The intertwined problem of firearm and domestic violence

The intertwined problem of firearm and domestic violence

Every six days a child in the United States is murdered in the context of custody disputes, parental separation, and divorce. Children who are murdered in the context of intimate partner violence are more likely to be killed by firearm than other mechanisms of injury. These deaths represent a significant contribution to pediatric mortality and thus warrant further attention.

Most states do not require family court judges to be extensively trained on domestic violence and child maltreatment – the very issues they are often hearing on the bench. What a judge decides about a child – where they sleep, where they go to school, who provides their health insurance, who has medical decision making – has profound implications for a child’s safety, health, and well-being.

New laws are emerging across states and at the federal level in the last two years to reform family court and promote judicial training on issues of domestic violence and child maltreatment. Most of these laws are named after murdered children: Kayden’s Law (in the 2022 Violence against Women Reauthorization Act), Piqui’s Law (California), and Greyson’s Law (Florida).  

Yet, little has actually changed to address a public health crisis of devastating proportions killing the children of our country: the intertwined problem of firearm violence and domestic violence.

Children are most often murdered at home by a parent or caregiver – the very individual that should be protecting them. The most common mass shootings in America are family shootings. Before they are killed, most of these children have multiple interactions with health care providers, child welfare systems, civil protective orders, law enforcement, and family court. While often presented in the news media and elsewhere as isolated tragedies, many of these stories have similar patterns. And patterns are predictable.

This is a call to action. These are preventable deaths of children.

We need more research on the risk to children for lethality and danger in the context of domestic violence. We need evidence-based assessment tools that can accurately identify children at risk. Validated lethality assessments such as the Danger Assessment created by JHSON scientist Dr. Jacquelyn Campbell can be used to identify adult victims of domestic violence at risk of lethality. No such instrument exists for children. Although, in general, children should be considered at high risk if their mother is also at high risk of lethality.

**DATA RECORDS:**
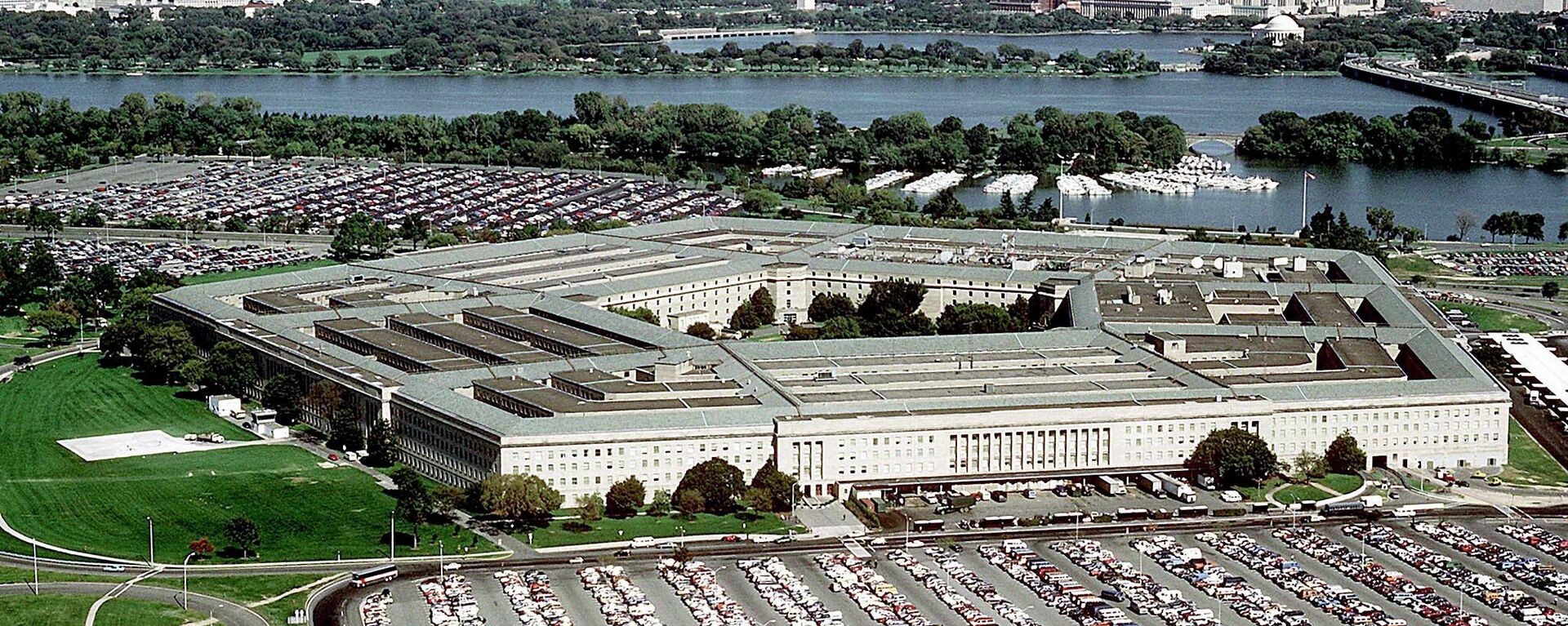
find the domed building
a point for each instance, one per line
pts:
(1278, 30)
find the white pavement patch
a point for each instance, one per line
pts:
(134, 444)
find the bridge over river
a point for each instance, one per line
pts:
(1405, 76)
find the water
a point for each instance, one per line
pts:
(1200, 102)
(1421, 198)
(1196, 100)
(1164, 47)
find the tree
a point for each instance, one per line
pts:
(976, 319)
(772, 490)
(1233, 457)
(243, 534)
(590, 507)
(661, 503)
(763, 306)
(625, 498)
(414, 503)
(518, 496)
(715, 482)
(688, 501)
(380, 443)
(642, 313)
(203, 548)
(702, 330)
(59, 325)
(1344, 455)
(826, 306)
(1463, 223)
(231, 369)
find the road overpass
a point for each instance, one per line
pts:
(1405, 76)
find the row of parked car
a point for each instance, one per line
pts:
(966, 610)
(1053, 585)
(787, 593)
(1528, 570)
(871, 590)
(373, 610)
(947, 561)
(1145, 595)
(1211, 578)
(532, 598)
(1537, 537)
(1336, 602)
(620, 600)
(698, 588)
(1455, 575)
(1388, 583)
(451, 600)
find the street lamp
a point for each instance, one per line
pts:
(185, 581)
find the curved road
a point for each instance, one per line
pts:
(225, 610)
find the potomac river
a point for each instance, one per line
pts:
(1200, 102)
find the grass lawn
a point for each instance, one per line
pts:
(1407, 265)
(71, 610)
(651, 526)
(221, 277)
(1341, 482)
(46, 491)
(1491, 321)
(1528, 462)
(1297, 493)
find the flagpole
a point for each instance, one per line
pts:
(1303, 198)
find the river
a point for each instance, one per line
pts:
(1200, 102)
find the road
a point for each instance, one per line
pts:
(220, 609)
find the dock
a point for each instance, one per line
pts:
(1404, 76)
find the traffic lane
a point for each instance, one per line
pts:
(985, 607)
(1390, 562)
(741, 588)
(220, 609)
(1334, 578)
(581, 606)
(814, 578)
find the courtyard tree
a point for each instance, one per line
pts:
(1233, 457)
(1344, 455)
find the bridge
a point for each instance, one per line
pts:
(1405, 76)
(1227, 139)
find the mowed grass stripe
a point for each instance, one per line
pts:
(303, 512)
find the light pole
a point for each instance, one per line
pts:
(185, 581)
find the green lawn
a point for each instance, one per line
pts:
(303, 510)
(1341, 482)
(1491, 321)
(73, 610)
(1407, 265)
(221, 277)
(651, 526)
(1297, 493)
(1528, 462)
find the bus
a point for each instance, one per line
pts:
(381, 573)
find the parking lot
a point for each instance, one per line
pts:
(1423, 571)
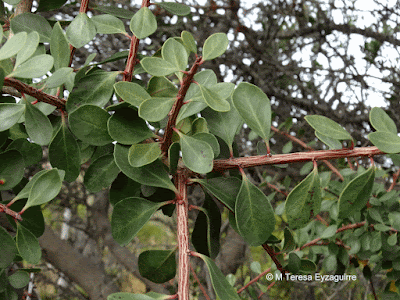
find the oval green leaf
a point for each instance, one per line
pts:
(328, 127)
(215, 45)
(254, 107)
(155, 109)
(81, 30)
(355, 195)
(131, 92)
(381, 121)
(101, 173)
(157, 66)
(196, 155)
(385, 141)
(89, 124)
(13, 45)
(158, 266)
(143, 23)
(254, 215)
(129, 216)
(37, 125)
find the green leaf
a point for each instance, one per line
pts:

**INSTRUCTIONS:**
1 - Summarize the text on firearm and domestic violence in two sentences.
2 - From the text on firearm and domestic violence, extract the passage from "Children are most" up to and including "deaths of children.", word for word.
3 - Write what comes next in the text on firearm and domestic violence, picking up after its final sentence.
The records can be set aside; nothing here depends on them.

**OUTPUTS IN ORDER:**
1 - Every six days a child in the United States is murdered in the context of custody disputes, parental separation, and divorce, most often at home by a parent or caregiver, and children killed in the context of intimate partner violence are more likely to die by firearm than by other means. New laws named after murdered children aim to reform family court and promote judicial training, yet little has changed, so the text calls for research and evidence-based tools to identify children at risk, since no lethality assessment like the Danger Assessment exists for children.

2 -
Children are most often murdered at home by a parent or caregiver – the very individual that should be protecting them. The most common mass shootings in America are family shootings. Before they are killed, most of these children have multiple interactions with health care providers, child welfare systems, civil protective orders, law enforcement, and family court. While often presented in the news media and elsewhere as isolated tragedies, many of these stories have similar patterns. And patterns are predictable.

This is a call to action. These are preventable deaths of children.

3 -
Tools and checklists reduce bias and can help professionals in health and legal systems identify patterns of perpetrator behavior that indicate a child is not safe. Child safety, health, and well-being must be the priority.

We need better implementation of existing laws on firearm removal in the context of domestic violence. We need nurses and health care professionals to understand the laws around extreme risk protection orders in their jurisdictions, an intervention that evidence suggests is protective for domestic violence homicides. For example, in Maryland psychiatric nurse practitioners can petition the court for firearm removal if a patient they have assessed is at risk of harming themselves or others.

We need increased collaboration across professions and more health care professionals advocating for the health and well-being of children in the context of our legal systems. Kids can’t vote. And legally, they often don’t have a voice.

The Supreme Court will soon hear US v Rahimi on whether the government can prohibit firearm possession by a person with a domestic violence restraining order. Limiting firearm possession for domestic violence offenders will not only protect adult victims of domestic violence, but children and communities as well.

As nurses, we have to take action to address this problem. As Woolf, Woolf, & Rivara (2023) recently wrote: “A nation that begins losing its most cherished population—its children—faces a crisis like no other.”


Kathryn Spearman, MSN, RN is a pediatric nurse and PhD candidate at the Johns Hopkins School of Nursing. Her dissertation work focuses on understanding the impact of post-separation abuse on children’s health and flourishing, and is funded by NICHD (1F31HD111297-01) and a Johns Hopkins School of Nursing Discovery and Innovation Grant.